• [Stated problem]
Please quote the lines of the listing below, everything from the line containing "the white window" down to the line containing "[(595, 167), (395, 202)]", and nothing else.

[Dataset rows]
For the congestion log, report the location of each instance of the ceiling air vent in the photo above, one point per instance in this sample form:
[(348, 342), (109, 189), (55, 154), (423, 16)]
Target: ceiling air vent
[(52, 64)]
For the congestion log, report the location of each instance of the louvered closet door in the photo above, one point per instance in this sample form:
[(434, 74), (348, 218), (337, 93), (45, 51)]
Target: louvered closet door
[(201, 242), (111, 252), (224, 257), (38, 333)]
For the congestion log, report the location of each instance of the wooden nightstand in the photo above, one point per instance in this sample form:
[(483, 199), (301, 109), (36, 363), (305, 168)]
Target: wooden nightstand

...

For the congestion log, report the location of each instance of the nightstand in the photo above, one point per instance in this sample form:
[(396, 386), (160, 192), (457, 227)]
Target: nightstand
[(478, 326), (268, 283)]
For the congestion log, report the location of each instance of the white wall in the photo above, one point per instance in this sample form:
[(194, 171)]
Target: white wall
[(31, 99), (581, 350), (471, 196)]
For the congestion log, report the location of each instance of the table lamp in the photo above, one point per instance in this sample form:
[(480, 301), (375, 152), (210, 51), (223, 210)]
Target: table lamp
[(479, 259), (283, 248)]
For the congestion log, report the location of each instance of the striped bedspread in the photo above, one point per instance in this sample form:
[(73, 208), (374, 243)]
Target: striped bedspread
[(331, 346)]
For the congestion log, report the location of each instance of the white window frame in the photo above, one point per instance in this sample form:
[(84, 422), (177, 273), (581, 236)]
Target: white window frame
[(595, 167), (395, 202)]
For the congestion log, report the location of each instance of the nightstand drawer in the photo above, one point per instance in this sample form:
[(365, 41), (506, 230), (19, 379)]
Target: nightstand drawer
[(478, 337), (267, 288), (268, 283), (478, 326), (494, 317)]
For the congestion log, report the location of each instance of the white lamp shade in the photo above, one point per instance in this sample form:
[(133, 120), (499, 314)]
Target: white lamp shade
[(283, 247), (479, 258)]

• [Answer to this task]
For the congestion log, report the location of each instance of the white window frame in the photo above, one point per instance in this sample form:
[(84, 422), (177, 273), (581, 236)]
Target: white window frame
[(595, 167), (395, 202)]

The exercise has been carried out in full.